Work to complete: Render the data below as a two-column CSV with the header row instruction,points. Give each instruction and its answer their own row, each in a single quoted field with line breaks replaced by spaces.

Record set:
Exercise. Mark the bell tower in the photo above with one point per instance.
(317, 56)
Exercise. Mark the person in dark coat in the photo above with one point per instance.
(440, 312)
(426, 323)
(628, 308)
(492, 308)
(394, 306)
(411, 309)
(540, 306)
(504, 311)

Solution for this problem:
instruction,points
"Exercise. Mark the bell tower in the photo above with one point per instance.","(317, 56)"
"Exercise. Mark the person in dark coat in the photo above with one point per instance.","(440, 312) (426, 323) (628, 308) (492, 308) (394, 306) (411, 309) (540, 306) (504, 311)"